## WORK TO BE COMPLETED
Output exactly the lines below, starting with the line that has "Category: boarding stairway" and going on through the line that has "Category: gravestone", both included, and no other lines.
══ SUPPLIED RECORDS ══
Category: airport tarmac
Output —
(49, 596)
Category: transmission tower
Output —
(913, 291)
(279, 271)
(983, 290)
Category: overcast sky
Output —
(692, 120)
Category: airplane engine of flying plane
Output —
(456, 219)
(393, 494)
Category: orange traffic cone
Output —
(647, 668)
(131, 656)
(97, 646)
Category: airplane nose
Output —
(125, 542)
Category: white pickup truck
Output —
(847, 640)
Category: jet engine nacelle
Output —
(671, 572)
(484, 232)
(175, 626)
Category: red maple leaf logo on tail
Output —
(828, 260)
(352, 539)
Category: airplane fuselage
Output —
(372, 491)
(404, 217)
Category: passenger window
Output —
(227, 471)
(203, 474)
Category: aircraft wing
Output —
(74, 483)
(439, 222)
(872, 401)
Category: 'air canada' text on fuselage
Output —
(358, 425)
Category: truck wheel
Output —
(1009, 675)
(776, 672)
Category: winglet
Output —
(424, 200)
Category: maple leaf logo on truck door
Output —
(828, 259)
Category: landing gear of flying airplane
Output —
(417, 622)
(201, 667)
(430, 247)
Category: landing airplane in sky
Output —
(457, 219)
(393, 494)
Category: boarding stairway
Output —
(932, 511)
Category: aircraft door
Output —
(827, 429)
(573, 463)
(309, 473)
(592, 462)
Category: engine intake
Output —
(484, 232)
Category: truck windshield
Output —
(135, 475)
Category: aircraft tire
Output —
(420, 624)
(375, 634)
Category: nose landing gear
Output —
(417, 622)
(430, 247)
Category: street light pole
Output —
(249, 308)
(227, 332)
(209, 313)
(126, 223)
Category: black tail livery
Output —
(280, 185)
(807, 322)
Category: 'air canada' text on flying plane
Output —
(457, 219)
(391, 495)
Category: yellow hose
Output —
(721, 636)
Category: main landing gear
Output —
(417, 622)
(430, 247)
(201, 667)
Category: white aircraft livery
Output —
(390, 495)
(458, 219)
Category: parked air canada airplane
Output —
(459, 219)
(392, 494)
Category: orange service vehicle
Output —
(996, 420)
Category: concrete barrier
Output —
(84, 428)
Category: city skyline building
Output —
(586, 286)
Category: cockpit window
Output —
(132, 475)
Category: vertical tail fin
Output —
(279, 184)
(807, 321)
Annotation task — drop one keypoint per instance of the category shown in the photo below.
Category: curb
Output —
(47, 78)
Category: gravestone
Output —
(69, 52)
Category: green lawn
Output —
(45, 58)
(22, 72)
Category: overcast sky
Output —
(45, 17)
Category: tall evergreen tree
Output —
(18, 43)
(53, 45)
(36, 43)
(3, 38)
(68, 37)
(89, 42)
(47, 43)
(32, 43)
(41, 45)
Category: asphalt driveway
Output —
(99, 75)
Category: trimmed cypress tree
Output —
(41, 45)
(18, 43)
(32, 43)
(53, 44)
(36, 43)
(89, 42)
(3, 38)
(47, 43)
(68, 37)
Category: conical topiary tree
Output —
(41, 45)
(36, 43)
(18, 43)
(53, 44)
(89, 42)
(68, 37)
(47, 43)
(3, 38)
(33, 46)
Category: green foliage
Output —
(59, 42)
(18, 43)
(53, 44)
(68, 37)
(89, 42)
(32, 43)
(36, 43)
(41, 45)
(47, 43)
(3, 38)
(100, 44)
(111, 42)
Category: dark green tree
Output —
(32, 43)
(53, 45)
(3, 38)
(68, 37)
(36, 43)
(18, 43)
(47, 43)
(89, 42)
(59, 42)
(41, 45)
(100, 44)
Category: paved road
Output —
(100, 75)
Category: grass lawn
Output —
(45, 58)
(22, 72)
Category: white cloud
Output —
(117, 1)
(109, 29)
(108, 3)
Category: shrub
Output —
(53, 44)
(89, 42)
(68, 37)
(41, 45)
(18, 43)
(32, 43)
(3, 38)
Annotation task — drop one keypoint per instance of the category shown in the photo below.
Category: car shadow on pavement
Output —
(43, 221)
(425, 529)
═══
══ SUPPLIED RECORDS ══
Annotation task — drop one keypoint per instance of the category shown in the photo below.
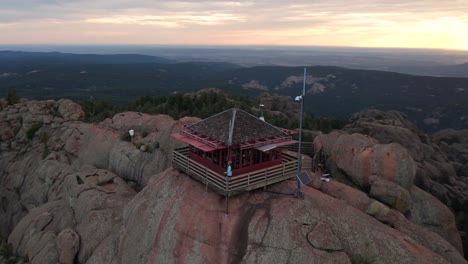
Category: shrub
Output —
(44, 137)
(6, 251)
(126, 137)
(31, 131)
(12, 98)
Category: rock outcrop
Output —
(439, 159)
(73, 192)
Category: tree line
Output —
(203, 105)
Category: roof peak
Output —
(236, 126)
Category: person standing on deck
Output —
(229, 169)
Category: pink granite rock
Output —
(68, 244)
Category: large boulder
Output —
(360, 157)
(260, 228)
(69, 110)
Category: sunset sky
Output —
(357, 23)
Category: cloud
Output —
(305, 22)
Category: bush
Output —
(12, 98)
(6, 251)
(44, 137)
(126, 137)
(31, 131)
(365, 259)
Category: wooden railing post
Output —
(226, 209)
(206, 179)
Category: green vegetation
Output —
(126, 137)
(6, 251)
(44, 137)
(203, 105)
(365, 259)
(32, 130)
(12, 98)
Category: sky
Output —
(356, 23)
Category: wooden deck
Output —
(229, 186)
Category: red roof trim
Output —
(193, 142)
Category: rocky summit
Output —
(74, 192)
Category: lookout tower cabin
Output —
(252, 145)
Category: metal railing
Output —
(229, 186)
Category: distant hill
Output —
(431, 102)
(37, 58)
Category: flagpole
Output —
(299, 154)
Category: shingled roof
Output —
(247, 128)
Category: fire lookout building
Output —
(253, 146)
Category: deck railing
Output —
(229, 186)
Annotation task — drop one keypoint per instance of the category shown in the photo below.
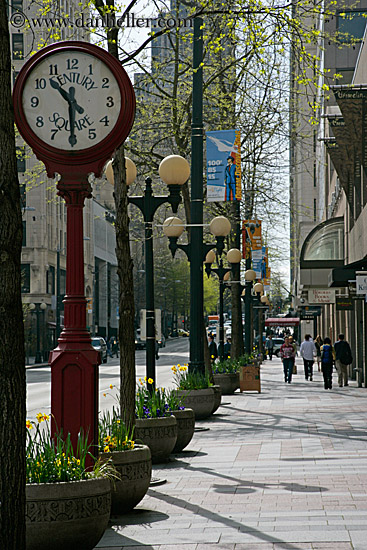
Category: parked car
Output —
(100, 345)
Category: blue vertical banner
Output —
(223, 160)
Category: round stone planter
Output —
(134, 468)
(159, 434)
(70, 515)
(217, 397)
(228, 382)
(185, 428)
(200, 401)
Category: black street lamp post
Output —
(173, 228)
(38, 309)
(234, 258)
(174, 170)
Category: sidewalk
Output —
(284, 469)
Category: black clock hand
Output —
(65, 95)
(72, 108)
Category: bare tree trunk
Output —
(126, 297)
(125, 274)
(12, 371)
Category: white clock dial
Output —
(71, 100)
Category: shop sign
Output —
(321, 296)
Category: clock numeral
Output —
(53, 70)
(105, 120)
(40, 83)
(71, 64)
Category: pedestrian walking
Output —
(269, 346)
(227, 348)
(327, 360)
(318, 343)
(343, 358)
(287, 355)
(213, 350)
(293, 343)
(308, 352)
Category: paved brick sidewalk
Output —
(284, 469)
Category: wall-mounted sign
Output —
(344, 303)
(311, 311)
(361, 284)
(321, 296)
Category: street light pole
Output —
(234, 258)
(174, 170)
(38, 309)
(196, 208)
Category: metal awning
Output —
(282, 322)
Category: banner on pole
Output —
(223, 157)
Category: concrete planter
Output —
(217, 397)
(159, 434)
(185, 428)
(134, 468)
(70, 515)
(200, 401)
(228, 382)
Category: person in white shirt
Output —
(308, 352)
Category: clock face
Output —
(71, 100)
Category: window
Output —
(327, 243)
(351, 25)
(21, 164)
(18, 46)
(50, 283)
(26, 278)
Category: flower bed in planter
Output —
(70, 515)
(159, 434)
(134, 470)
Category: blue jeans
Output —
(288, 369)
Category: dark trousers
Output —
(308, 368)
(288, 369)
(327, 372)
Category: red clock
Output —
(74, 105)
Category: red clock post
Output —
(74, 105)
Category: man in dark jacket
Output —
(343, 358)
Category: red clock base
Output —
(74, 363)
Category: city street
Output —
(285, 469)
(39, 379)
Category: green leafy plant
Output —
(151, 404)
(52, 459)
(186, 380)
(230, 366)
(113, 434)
═══
## ANSWER TO THE EXERCISE
Category: boarding stairway
Output —
(932, 511)
Category: aircraft door
Output —
(827, 429)
(573, 463)
(309, 473)
(592, 462)
Category: engine intake
Output —
(484, 232)
Category: truck windshield
Output —
(135, 475)
Category: aircraft tire
Output —
(420, 624)
(375, 634)
Category: nose landing gear
Output —
(417, 622)
(430, 247)
Category: street light pole
Output —
(249, 308)
(227, 332)
(209, 313)
(126, 223)
Category: black tail livery
Output —
(280, 185)
(807, 322)
Category: 'air canada' text on flying plane
Output —
(457, 219)
(391, 495)
Category: yellow hose
Output —
(721, 636)
Category: main landing gear
Output —
(417, 622)
(430, 247)
(201, 667)
Category: white aircraft livery
Output —
(390, 495)
(458, 219)
Category: parked air canada airplane
Output —
(459, 219)
(392, 494)
Category: orange service vehicle
Output —
(996, 420)
Category: concrete barrier
Output —
(84, 428)
Category: city skyline building
Output —
(586, 286)
Category: cockpit window
Output —
(132, 475)
Category: vertical tail fin
Output —
(279, 184)
(807, 321)
Annotation task — drop one keypoint per instance of the category shown in the photo below.
Category: curb
Output —
(47, 78)
Category: gravestone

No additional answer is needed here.